PROMPT: Count the lines in the records below that contain the string "woman", treating uppercase and lowercase as different. Give only the number.

MATERIAL PROVIDED:
>> begin

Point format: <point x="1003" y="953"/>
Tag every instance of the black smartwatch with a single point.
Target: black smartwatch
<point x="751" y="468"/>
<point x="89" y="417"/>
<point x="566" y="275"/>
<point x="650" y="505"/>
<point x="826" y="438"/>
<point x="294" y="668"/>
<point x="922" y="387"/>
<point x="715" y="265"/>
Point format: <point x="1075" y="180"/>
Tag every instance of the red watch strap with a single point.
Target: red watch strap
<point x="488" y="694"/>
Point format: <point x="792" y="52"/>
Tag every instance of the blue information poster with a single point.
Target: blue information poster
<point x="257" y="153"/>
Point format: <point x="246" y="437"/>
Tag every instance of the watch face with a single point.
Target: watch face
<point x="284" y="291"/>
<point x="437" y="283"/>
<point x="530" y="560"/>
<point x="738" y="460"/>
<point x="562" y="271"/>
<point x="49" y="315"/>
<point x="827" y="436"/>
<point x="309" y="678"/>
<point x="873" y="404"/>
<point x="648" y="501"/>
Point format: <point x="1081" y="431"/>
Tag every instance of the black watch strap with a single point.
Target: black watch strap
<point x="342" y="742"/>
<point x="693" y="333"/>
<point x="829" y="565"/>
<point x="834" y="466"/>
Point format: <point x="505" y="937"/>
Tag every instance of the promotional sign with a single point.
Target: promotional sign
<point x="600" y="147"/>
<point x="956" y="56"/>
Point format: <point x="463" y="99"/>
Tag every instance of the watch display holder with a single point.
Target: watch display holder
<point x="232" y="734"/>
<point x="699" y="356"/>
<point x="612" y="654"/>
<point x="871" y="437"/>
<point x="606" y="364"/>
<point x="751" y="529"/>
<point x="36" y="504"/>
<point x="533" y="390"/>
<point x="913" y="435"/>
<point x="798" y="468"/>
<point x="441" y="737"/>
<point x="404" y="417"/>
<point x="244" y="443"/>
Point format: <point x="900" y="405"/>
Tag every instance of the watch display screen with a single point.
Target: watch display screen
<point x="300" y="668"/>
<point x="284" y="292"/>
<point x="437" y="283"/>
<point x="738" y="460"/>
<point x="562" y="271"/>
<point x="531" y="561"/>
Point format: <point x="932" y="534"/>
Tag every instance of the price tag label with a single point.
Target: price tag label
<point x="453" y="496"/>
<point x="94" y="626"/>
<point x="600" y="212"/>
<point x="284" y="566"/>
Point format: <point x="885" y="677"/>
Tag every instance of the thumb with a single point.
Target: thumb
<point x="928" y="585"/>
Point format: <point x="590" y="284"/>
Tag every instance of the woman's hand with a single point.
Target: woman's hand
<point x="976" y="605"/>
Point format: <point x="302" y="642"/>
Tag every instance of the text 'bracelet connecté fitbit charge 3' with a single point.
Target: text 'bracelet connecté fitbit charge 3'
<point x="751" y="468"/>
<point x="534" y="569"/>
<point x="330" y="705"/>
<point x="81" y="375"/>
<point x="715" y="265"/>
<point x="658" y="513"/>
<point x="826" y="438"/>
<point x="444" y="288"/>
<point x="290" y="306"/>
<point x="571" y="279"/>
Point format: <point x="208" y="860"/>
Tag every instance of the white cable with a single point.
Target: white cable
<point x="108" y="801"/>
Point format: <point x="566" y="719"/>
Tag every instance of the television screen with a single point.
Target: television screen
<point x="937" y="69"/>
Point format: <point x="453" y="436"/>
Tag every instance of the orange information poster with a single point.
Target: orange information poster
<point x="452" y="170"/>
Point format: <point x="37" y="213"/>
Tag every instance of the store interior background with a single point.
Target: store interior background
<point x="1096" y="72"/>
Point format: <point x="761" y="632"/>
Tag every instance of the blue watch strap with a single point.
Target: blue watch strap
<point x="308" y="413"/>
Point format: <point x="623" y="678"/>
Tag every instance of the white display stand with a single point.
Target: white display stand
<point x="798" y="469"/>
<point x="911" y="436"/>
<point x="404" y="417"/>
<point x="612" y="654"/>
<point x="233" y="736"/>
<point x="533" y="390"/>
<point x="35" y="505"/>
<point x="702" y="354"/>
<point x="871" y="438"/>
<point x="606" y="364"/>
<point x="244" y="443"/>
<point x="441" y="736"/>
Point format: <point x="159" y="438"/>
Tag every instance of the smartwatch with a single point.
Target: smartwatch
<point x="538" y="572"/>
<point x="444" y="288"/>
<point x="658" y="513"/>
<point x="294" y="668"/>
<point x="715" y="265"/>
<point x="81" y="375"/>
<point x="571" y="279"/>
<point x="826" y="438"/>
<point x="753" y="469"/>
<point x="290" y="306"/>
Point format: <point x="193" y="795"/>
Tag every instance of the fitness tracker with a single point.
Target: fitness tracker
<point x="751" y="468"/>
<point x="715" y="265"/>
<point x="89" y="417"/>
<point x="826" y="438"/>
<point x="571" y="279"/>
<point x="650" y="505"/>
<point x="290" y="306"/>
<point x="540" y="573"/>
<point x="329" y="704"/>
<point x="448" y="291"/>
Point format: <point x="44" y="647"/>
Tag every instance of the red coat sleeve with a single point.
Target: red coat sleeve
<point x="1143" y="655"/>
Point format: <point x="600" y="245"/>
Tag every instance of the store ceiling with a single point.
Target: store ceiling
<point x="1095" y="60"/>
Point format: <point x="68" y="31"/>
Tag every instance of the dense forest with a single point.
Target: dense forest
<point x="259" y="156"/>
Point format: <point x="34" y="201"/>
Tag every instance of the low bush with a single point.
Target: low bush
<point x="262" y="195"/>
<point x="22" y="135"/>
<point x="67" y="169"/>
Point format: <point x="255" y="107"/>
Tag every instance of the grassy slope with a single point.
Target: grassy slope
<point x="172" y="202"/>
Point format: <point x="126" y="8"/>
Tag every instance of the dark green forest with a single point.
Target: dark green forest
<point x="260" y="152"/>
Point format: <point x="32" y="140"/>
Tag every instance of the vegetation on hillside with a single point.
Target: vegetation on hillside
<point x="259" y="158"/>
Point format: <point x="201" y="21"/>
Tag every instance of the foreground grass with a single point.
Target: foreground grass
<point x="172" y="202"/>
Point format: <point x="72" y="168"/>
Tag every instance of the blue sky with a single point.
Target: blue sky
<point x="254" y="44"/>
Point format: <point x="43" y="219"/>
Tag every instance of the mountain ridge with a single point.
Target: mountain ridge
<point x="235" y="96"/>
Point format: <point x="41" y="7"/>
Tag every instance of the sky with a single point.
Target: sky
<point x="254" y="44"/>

>> end
>> begin

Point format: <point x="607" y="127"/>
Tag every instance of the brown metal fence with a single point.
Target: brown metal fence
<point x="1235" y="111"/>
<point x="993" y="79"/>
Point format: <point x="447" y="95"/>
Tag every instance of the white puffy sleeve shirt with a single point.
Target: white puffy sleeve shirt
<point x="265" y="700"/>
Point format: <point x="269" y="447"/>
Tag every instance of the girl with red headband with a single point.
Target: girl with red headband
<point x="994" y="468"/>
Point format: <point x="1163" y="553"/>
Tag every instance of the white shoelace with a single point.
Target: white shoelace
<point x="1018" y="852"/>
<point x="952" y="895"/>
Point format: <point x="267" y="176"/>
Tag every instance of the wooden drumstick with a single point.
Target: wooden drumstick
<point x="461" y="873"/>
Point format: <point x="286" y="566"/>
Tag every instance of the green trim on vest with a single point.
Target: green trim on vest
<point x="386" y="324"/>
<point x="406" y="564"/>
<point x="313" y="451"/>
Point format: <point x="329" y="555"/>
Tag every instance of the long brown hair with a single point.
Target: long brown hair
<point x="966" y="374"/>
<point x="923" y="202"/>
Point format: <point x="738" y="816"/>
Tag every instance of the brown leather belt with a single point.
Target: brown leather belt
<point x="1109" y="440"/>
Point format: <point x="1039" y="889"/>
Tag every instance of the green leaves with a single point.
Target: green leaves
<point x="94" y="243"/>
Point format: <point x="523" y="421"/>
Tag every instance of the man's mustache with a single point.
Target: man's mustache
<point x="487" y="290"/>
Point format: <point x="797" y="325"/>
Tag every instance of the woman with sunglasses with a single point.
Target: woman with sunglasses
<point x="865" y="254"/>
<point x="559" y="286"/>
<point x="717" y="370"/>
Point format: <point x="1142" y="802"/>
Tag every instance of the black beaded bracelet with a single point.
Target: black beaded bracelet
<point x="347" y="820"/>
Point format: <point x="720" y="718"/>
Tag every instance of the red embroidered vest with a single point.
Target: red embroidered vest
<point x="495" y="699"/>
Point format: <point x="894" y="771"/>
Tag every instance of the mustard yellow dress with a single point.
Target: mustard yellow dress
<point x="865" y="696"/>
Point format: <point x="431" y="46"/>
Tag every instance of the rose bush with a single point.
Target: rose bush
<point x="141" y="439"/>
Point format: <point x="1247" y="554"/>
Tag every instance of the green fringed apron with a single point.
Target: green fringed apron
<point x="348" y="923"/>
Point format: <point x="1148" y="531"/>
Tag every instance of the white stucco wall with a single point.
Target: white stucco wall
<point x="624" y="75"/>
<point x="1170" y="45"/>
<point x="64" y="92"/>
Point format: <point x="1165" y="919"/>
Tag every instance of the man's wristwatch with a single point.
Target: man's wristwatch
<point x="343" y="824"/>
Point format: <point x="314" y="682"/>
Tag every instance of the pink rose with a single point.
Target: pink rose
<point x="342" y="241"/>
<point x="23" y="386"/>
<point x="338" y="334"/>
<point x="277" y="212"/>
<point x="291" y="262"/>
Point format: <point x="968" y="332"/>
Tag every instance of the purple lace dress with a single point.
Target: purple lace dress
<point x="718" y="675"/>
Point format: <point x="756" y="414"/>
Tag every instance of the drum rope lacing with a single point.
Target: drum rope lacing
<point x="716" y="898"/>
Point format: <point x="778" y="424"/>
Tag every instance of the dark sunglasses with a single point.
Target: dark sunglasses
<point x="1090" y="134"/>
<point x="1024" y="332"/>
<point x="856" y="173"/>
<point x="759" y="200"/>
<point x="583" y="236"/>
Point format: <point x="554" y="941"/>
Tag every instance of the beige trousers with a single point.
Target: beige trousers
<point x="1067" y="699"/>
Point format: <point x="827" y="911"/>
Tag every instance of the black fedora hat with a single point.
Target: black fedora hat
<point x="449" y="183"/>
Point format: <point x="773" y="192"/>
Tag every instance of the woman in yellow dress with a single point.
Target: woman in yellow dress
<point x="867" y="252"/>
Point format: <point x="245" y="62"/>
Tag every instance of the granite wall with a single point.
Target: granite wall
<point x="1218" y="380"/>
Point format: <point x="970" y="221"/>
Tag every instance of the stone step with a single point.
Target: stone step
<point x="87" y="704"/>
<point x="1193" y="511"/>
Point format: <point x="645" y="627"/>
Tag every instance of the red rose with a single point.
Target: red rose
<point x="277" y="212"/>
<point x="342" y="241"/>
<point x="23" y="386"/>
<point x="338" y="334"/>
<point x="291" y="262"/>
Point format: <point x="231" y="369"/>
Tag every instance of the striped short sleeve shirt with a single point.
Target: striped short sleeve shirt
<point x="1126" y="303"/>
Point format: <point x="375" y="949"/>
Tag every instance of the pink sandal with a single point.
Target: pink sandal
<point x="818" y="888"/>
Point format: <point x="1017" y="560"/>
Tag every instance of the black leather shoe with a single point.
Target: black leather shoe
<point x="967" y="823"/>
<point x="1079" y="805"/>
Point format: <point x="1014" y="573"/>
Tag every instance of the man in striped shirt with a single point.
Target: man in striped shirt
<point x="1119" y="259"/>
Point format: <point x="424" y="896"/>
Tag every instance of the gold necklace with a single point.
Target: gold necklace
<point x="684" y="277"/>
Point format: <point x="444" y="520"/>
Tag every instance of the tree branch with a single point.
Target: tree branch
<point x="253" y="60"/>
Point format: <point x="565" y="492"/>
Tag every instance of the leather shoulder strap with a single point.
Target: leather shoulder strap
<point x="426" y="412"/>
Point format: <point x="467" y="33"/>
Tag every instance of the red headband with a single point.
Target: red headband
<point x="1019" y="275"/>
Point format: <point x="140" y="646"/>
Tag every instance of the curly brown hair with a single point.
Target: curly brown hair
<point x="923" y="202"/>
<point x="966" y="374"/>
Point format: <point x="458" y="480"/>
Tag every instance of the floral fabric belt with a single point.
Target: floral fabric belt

>> end

EXERCISE SOLUTION: 6